++++ Records supplied ++++

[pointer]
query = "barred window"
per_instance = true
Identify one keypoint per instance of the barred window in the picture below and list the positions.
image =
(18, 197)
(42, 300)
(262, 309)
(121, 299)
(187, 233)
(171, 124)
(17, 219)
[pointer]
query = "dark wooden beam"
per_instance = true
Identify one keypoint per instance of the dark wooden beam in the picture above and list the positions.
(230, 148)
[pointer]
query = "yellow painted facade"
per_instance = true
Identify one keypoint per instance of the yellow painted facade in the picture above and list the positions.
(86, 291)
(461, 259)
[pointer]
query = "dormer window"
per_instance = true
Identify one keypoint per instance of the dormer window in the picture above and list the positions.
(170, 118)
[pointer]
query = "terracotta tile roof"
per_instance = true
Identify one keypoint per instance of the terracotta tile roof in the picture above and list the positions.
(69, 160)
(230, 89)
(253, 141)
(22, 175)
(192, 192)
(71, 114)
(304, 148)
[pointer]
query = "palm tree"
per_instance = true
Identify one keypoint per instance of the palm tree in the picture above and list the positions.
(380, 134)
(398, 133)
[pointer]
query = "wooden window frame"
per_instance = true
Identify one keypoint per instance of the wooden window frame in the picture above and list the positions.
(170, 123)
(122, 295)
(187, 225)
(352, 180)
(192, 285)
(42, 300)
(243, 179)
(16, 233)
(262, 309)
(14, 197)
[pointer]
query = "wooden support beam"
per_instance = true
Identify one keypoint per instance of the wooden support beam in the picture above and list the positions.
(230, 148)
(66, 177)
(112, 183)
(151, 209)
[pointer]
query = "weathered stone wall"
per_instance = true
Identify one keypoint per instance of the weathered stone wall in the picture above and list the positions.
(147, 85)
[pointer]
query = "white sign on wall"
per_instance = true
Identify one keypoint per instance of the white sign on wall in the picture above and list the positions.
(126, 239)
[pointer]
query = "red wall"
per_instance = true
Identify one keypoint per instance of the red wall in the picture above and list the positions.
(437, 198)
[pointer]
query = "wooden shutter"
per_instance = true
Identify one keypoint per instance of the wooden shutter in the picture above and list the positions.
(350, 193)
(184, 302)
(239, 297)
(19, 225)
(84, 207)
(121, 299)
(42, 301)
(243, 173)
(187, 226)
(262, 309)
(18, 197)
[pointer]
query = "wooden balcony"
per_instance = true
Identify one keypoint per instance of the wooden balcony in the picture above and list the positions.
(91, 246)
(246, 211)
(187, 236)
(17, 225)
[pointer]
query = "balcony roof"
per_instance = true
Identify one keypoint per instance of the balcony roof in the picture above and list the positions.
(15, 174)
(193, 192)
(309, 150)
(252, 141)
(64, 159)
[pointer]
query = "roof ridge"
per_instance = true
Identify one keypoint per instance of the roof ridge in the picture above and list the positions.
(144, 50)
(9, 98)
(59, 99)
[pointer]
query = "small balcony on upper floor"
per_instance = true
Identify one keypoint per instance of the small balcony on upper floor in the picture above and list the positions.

++++

What is being asked: Please retype the records above starting with the line that contains "Identify one keypoint per instance of the balcony" and stopping after the last line, changing nothing.

Output below:
Identify one keypoint per instance of the balcony roof in the picture above and list the positions.
(15, 174)
(193, 192)
(309, 150)
(252, 141)
(64, 159)
[pointer]
query = "roof ridge"
per_instance = true
Identify one keypoint per instance of the roof ridge in the picture above and list the positions.
(144, 50)
(9, 98)
(59, 99)
[pointer]
query = "small balcony on upper floor"
per_instance = true
Identify one keypoint per instance of the small balcony on upper floor in the picture above and list the positions.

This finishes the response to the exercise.